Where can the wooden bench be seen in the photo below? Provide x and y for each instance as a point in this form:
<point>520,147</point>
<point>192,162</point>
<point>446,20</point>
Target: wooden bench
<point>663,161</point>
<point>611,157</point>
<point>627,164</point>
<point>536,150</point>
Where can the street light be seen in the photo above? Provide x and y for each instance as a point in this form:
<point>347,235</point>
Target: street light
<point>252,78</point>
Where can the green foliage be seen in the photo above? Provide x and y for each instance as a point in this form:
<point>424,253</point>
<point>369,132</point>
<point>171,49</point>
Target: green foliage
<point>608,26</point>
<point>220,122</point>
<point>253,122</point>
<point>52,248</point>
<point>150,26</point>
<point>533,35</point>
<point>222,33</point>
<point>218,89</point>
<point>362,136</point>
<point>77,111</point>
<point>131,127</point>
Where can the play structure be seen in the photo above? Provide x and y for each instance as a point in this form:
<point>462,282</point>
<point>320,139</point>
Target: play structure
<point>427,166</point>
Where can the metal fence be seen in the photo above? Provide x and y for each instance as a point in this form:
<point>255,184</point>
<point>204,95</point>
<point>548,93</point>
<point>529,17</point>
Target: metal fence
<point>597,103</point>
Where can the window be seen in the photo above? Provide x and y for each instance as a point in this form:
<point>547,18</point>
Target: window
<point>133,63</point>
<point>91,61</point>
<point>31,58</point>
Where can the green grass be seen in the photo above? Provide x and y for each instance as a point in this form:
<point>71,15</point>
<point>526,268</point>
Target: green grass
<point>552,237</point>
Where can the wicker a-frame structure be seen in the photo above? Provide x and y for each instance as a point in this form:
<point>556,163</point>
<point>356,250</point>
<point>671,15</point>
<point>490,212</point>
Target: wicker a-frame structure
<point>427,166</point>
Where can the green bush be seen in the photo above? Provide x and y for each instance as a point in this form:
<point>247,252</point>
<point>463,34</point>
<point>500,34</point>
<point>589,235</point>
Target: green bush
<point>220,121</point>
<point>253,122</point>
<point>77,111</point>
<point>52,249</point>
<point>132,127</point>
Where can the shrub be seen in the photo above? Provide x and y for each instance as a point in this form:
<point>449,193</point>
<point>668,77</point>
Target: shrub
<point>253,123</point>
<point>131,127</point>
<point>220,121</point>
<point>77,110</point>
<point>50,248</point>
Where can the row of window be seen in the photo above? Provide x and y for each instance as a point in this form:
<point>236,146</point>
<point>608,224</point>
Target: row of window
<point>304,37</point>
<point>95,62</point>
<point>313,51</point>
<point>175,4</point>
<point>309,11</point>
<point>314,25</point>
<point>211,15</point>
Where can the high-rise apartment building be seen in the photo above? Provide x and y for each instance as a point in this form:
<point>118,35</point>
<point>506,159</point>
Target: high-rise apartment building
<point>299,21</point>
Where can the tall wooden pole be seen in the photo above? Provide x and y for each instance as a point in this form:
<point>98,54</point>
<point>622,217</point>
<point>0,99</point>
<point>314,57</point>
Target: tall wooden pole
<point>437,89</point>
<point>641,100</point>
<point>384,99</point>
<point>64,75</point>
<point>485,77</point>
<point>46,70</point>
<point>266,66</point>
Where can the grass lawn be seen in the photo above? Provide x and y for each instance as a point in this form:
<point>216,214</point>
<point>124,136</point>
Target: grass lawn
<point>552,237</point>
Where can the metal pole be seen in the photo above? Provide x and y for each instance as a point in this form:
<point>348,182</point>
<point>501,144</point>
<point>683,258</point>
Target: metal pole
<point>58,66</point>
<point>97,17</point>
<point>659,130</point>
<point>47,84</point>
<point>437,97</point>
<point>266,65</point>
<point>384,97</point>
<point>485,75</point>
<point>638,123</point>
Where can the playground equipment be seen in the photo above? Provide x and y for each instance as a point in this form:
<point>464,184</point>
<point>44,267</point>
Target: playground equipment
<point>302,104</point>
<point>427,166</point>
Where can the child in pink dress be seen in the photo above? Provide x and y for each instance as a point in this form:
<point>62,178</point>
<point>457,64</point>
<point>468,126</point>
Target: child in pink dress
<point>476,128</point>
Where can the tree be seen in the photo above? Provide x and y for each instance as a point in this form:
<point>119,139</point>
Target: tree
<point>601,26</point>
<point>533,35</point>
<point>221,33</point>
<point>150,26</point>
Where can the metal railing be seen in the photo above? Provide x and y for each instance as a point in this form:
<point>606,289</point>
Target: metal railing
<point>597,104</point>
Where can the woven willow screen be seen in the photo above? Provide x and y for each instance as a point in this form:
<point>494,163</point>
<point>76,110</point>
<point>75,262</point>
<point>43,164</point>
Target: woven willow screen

_Task prompt_
Which lines above run from the one containing "<point>608,224</point>" to the one containing "<point>683,258</point>"? Give them again exactly, both ends included.

_Response to this exercise_
<point>608,224</point>
Target: row of window
<point>304,37</point>
<point>95,62</point>
<point>313,51</point>
<point>175,4</point>
<point>309,11</point>
<point>314,25</point>
<point>211,15</point>
Where can the high-rise apartment building be seen in the photo above? Provide x and y for each instance as a point in this form:
<point>118,35</point>
<point>506,159</point>
Target: high-rise apartment building
<point>299,21</point>
Where can the tall wooden pole be seen in the photo above? Provide x and y for each instance as a point in this form:
<point>98,54</point>
<point>622,217</point>
<point>0,99</point>
<point>314,57</point>
Target: tall wooden pole
<point>437,89</point>
<point>641,100</point>
<point>384,99</point>
<point>64,75</point>
<point>485,77</point>
<point>46,70</point>
<point>266,66</point>
Where can the grass lawn be seen in the photo above? Provide x and y for each instance as a point in this form:
<point>216,214</point>
<point>124,136</point>
Target: grass lawn
<point>552,237</point>
Where can the metal pole be seen in the photo above? Provide x and y for each instance as a point in this form:
<point>348,182</point>
<point>501,144</point>
<point>683,258</point>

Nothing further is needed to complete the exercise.